REALITY-AHF: Does Early Lasix Improve Mortality in Acute Heart Failure

Study Design Summary: Observational multicenter study of patients presenting to ED for acute heart failure. No protocol on which medications/treatment to give or timing of medications since it was observational. Primary outcome was all cause in-hospital mortality. 1,291 total patients, 481 in early treatment group, 810 in nonearly group. Early treatment was defined as lasix within 60 minutes of ED arrival, nonearly was defined as >60 minutes but less than 24 hours. Median time overall was 90 minutes. for all 1,291 patients.

Notes: The early treatment group were more likely to arrive by ambulance, onset of symptoms <6 hours prior to arrival, higher HR and BP, as well as more peripheral and pulmonary edema, JVD, orthopnea by a large margin. There was decreased in-hospital mortality in the early treatment group. This maybe was because the disease was recognized earlier and thus treated earlier. Similar to the increased mortality rate of low symptomatic brain mets.

There was also an inflection point in the mortality of the groups. If lasix was given within the first hour there was an association with decreased mortality. Patients given lasix just after 60 minutes had increased mortality which then dropped off quickly, but slowly increased back again the further out from 1 hour from admission they got. This phenomenon may point more towards a disease process driving mortality rather than the lasix since the body and the drug do not respect time in that fashion.
▬▬▬▬▬▬
REQUIRED ACTION 1 ->
Rewrite the part of the text on the REALITY-AHF study starting at "Study Design Summary: Observational" and ending at "all 1,291 patients.", with "all cause in-hospital mortality" replaced by "all-cause in-hospital mortality".
REQUIRED ACTION 2 ->
Please continue the text on early Lasix in acute heart failure from where it stops.

Dataset entries:
▬▬▬▬▬▬
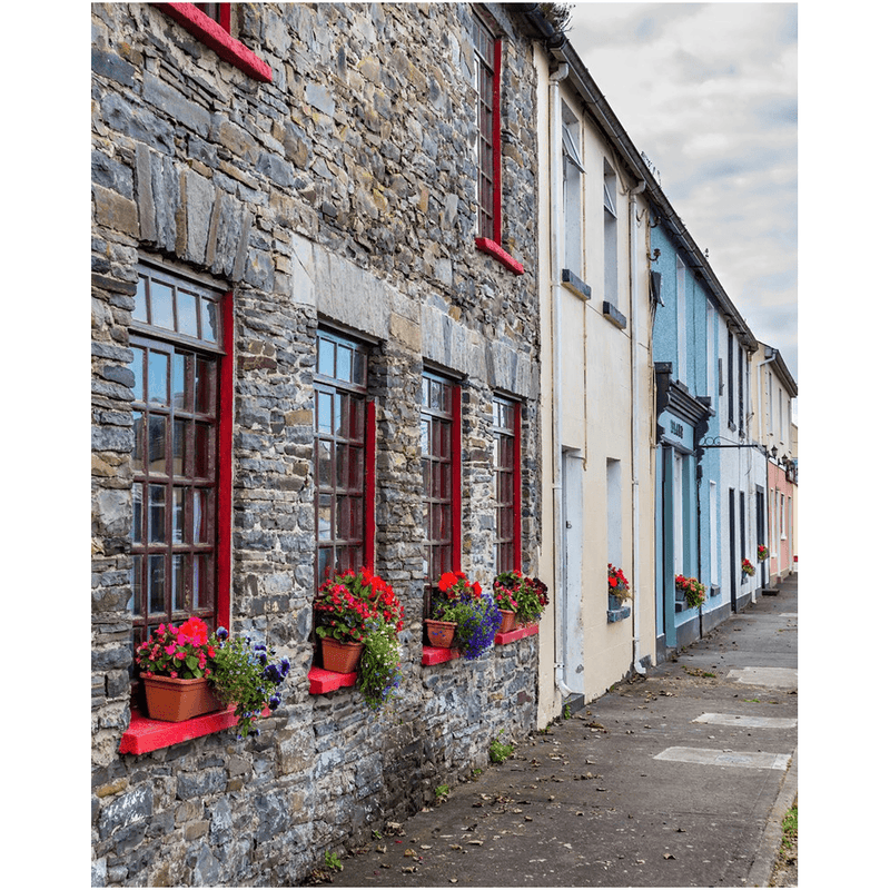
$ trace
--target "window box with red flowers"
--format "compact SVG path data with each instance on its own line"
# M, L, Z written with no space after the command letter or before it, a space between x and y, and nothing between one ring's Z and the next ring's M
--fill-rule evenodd
M211 634L196 616L159 625L136 651L148 713L134 714L121 751L145 753L233 726L238 738L258 735L257 720L278 708L278 686L290 670L287 659L273 656L264 643L229 637L225 627ZM200 718L201 726L192 725ZM157 723L186 726L170 733Z
M537 622L550 602L547 585L541 578L528 577L516 570L502 572L493 590L503 619L495 644L505 645L537 633Z
M395 694L402 679L402 602L389 584L362 567L326 581L314 605L323 666L309 671L309 692L355 685L368 708L377 710Z
M685 603L688 609L698 609L704 603L704 584L698 578L676 575L674 585L679 604Z
M630 617L631 606L625 602L632 599L631 585L621 568L609 563L609 610L606 617L610 623L624 621Z

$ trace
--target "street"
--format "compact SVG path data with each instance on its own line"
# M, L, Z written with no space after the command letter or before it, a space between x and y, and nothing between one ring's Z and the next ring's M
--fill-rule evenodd
M797 577L779 590L314 881L768 886L797 799Z

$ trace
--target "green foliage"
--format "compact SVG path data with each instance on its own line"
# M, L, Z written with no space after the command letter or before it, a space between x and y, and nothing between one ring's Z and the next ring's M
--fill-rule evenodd
M547 585L522 572L502 572L494 582L494 596L501 609L516 613L518 624L534 624L547 605Z
M325 868L330 871L343 871L343 862L336 853L325 850Z
M498 735L501 733L503 733L503 730L501 730ZM513 756L514 749L515 745L502 742L500 739L492 739L492 743L488 745L488 756L492 759L492 763L503 763L505 760Z
M782 819L782 847L787 850L793 848L798 839L798 804L795 803Z
M268 705L274 711L280 704L276 688L288 670L287 660L281 664L270 662L266 646L261 643L251 646L250 637L233 636L219 646L210 683L218 699L235 704L238 738L259 734L254 724L264 708Z
M365 651L356 688L372 711L393 696L402 679L398 639L390 629L372 631L365 637Z

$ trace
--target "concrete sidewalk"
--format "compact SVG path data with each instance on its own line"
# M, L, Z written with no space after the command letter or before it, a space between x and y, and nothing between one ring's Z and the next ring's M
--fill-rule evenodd
M337 887L765 887L797 795L797 578L343 858Z

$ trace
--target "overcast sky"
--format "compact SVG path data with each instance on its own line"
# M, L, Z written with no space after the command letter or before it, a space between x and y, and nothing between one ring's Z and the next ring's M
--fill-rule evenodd
M730 299L795 379L797 10L578 2L568 30Z

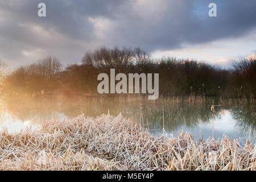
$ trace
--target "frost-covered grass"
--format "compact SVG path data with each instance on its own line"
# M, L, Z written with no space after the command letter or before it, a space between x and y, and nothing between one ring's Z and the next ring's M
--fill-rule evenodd
M82 115L0 132L2 170L255 170L255 145L226 136L155 136L133 119ZM93 154L93 155L92 155Z

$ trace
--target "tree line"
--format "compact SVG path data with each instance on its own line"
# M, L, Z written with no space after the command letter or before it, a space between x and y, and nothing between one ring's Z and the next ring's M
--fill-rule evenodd
M2 61L1 65L6 65ZM100 47L86 52L81 61L63 68L55 56L20 67L2 76L2 94L96 93L98 74L118 73L159 73L159 94L164 96L225 96L247 97L256 94L256 61L240 59L232 68L195 60L163 57L154 60L139 48ZM0 74L2 76L2 69Z

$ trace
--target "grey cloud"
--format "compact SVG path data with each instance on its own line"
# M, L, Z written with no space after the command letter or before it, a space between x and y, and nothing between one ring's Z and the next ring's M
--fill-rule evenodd
M0 15L5 19L3 23L0 20L0 59L20 59L24 57L22 50L41 48L46 54L65 55L63 61L67 63L79 61L84 52L103 45L139 46L150 52L168 50L184 43L242 36L256 26L255 0L142 2L140 5L135 0L0 0ZM37 16L39 2L47 5L46 18ZM217 5L218 17L209 17L210 2ZM103 27L106 28L101 32L103 37L98 36L89 17L109 21L109 26ZM41 37L30 25L57 32L60 36Z

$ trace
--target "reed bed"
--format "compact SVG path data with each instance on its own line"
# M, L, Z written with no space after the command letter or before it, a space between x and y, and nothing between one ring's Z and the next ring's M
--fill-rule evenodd
M92 154L93 155L92 155ZM136 121L102 115L0 132L2 170L255 170L255 144L224 135L155 136Z

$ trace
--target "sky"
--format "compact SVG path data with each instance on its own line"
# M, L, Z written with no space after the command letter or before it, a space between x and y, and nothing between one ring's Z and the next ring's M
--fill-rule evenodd
M51 55L66 65L125 46L228 68L256 50L255 9L255 0L0 0L0 60L14 69Z

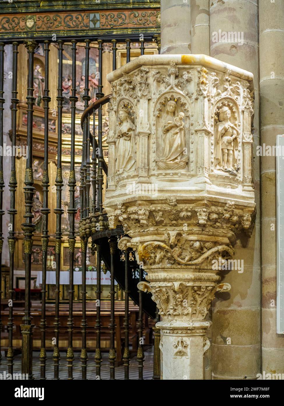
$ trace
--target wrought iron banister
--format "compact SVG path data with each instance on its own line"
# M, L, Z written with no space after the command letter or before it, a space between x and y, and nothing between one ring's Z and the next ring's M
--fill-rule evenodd
M109 103L110 100L110 97L111 95L111 93L109 95L107 95L107 96L104 96L103 97L98 99L97 100L96 100L96 101L94 102L94 103L92 104L90 104L84 111L83 113L82 114L81 120L81 128L83 131L84 130L84 123L85 120L88 120L89 119L92 114L95 114L96 112L100 106L102 106L106 104L107 103ZM94 136L94 134L92 135L93 139L94 141L95 149L96 149L98 148L98 142L96 139L95 136ZM103 171L107 176L107 163L103 157L102 157L102 164Z

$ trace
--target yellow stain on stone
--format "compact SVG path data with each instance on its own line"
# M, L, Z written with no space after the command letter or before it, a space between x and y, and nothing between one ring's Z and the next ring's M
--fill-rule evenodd
M190 65L192 62L195 61L196 58L192 56L192 55L182 55L182 63Z

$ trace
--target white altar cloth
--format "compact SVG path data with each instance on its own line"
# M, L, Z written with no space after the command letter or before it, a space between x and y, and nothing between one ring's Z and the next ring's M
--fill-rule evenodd
M47 285L55 285L55 271L47 271L46 283ZM81 271L74 272L73 273L73 280L74 285L82 285L82 272ZM61 271L60 272L60 285L69 285L69 271ZM36 285L39 287L40 284L43 283L43 272L39 271L38 272L36 278ZM87 271L86 272L86 285L96 285L97 273L95 271ZM102 271L100 273L100 283L102 285L111 284L111 274L107 271L105 274ZM117 284L115 281L115 283Z

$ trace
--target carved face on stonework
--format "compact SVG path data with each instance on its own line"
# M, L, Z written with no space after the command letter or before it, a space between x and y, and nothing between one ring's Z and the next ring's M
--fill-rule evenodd
M34 25L35 21L34 19L33 18L32 16L29 16L27 17L27 19L26 22L26 24L28 27L28 28L30 30Z
M119 117L122 121L124 121L127 118L128 114L124 110L120 110Z
M220 110L219 114L219 119L220 121L224 120L229 120L231 117L231 112L228 107L223 107Z

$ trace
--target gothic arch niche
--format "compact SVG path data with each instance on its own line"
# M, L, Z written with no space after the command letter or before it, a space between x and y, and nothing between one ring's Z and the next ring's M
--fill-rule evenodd
M115 177L119 181L137 173L137 115L133 104L125 98L117 104L117 112L114 163Z
M239 107L233 99L219 100L213 109L211 173L241 177L241 136Z
M164 176L180 177L184 173L188 177L190 110L188 102L180 94L169 92L158 99L154 111L156 155L153 171Z

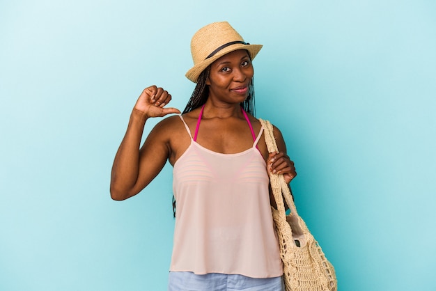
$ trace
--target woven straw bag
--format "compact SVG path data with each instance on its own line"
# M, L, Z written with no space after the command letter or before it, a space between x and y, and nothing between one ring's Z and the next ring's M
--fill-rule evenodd
M277 152L272 125L267 120L259 120L264 128L268 151ZM284 177L271 174L270 179L277 205L277 210L272 207L272 217L279 237L286 291L336 291L334 268L298 215ZM283 198L290 210L288 216Z

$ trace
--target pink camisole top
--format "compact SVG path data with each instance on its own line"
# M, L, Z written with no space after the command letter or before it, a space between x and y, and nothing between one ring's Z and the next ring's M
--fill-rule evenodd
M170 271L281 276L269 196L269 178L257 138L243 152L223 154L196 143L201 114L191 144L173 168L177 209ZM203 111L202 111L203 112Z

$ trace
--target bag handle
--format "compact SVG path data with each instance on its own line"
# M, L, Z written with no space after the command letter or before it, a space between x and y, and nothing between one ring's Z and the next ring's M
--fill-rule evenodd
M276 139L274 136L274 129L272 125L268 120L264 120L259 118L259 121L263 127L263 134L265 134L265 141L267 144L267 148L269 152L277 152L279 151L277 144L276 143ZM270 182L271 184L271 188L272 189L272 194L274 198L276 200L276 205L277 205L277 210L279 210L281 215L283 217L286 216L286 212L285 210L284 200L286 201L286 204L291 213L298 216L297 212L297 207L294 203L294 200L292 198L289 186L285 180L285 178L283 175L270 173Z

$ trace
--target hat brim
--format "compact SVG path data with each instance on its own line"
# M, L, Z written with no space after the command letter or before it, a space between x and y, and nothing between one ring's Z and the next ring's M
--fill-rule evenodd
M231 45L221 49L215 56L209 58L206 58L205 60L202 61L198 63L196 63L195 65L194 65L194 67L192 67L191 69L189 69L189 71L187 72L185 76L194 83L196 83L197 79L198 79L198 76L200 76L201 72L203 72L206 68L208 68L209 65L210 65L212 63L215 62L224 55L228 54L229 52L236 51L238 49L247 49L250 54L251 60L253 60L258 54L261 48L262 45L236 44Z

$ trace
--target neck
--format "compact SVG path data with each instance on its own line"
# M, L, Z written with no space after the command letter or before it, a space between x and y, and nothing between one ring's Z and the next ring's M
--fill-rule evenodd
M239 104L216 104L210 100L206 102L203 113L203 118L228 118L231 117L244 118Z

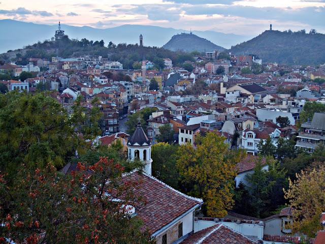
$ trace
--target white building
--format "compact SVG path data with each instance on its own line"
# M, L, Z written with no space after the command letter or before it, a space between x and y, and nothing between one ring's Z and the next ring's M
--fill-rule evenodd
M22 71L26 72L39 73L41 70L38 66L34 66L32 62L29 62L28 65L21 66Z
M164 58L164 63L165 64L165 68L167 68L167 69L171 69L173 67L172 60L170 58Z
M256 155L258 152L257 145L262 140L264 142L270 137L272 143L276 146L281 131L278 129L270 127L253 130L245 130L242 135L241 147L245 149L247 154Z
M187 142L193 145L195 135L199 132L200 124L185 126L179 129L178 144L183 145Z

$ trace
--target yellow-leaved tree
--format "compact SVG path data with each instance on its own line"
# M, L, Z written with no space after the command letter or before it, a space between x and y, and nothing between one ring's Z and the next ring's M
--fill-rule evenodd
M285 197L293 208L294 232L314 237L321 228L320 214L325 211L325 166L319 164L312 170L302 171L297 179L289 180Z
M203 198L208 216L223 217L234 204L236 164L244 153L231 151L225 138L213 132L196 137L197 148L189 143L178 149L176 166L183 191Z

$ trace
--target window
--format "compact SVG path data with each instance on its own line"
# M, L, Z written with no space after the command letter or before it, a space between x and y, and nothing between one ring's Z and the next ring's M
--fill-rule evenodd
M162 236L161 244L167 244L167 234L165 234Z
M183 223L181 223L178 225L178 238L183 236Z

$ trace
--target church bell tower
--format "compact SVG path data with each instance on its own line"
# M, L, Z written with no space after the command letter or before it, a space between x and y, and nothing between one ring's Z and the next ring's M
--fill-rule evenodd
M151 175L151 143L142 129L140 119L136 130L127 142L127 155L129 160L138 159L144 162L144 172Z

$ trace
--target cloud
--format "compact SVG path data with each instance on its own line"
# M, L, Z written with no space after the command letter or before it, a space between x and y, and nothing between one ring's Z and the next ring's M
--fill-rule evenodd
M163 2L173 2L175 4L226 4L231 5L236 0L163 0Z
M67 15L68 16L77 16L79 14L74 13L73 12L70 12L67 14Z
M8 16L15 15L33 15L37 16L41 16L43 17L52 16L53 15L51 13L43 11L31 11L26 9L24 8L18 8L16 9L12 9L11 10L6 10L0 9L0 14L3 14Z

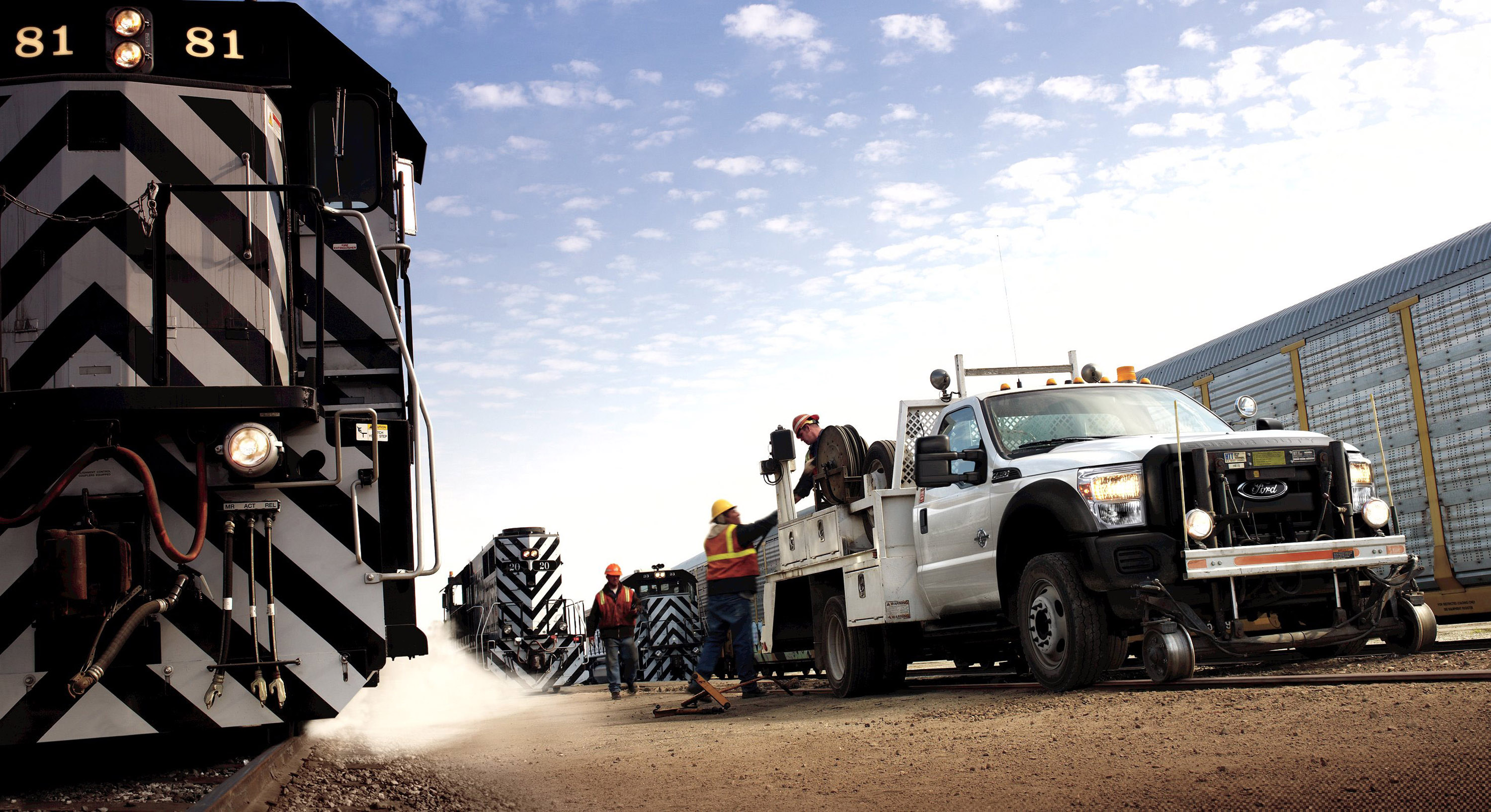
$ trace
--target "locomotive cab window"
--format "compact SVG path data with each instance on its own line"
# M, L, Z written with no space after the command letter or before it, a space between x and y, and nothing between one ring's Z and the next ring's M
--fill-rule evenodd
M316 188L334 209L367 212L379 204L383 150L377 107L344 95L310 106L310 165Z

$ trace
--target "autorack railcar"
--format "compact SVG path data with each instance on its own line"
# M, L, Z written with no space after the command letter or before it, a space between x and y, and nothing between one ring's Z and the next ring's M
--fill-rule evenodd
▬▬▬▬▬▬
RESULT 1 ->
Study Design Summary: Observational multicenter study of patients presenting to ED for acute heart failure. No protocol on which medications/treatment to give or timing of medications since it was observational. Primary outcome was all-cause in-hospital mortality. 1,291 total patients, 481 in early treatment group, 810 in nonearly group. Early treatment was defined as lasix within 60 minutes of ED arrival, nonearly was defined as >60 minutes but less than 24 hours. Median time overall was 90 minutes. for all 1,291 patients.

RESULT 2 ->
The early treatment group had worse symptoms but improved mortality. Similar NYHA III and IV between the two groups. More patients in non-sinus rhythm in nonearly treatment group.

Hard to attribute in-hospital mortality to lasix within the first 60 minutes of hospital presentation based on face validity. PPV and inodilators would have more face validity as patients who need these are likely on the cusp of death, but as long as ABCs/pulm edema controlled, lasix to continue the fluid management after initial fluid management is important but maybe not in-hospital mortality level important.

The study mentioned that more patients had history of HF in nonearly group but then the tables seemed to contradict that later. So unsure how to interpret that.

Study Conclusion: IV lasix given within 60 minutes of hospital arrival was independently associated with better in-hospital mortality.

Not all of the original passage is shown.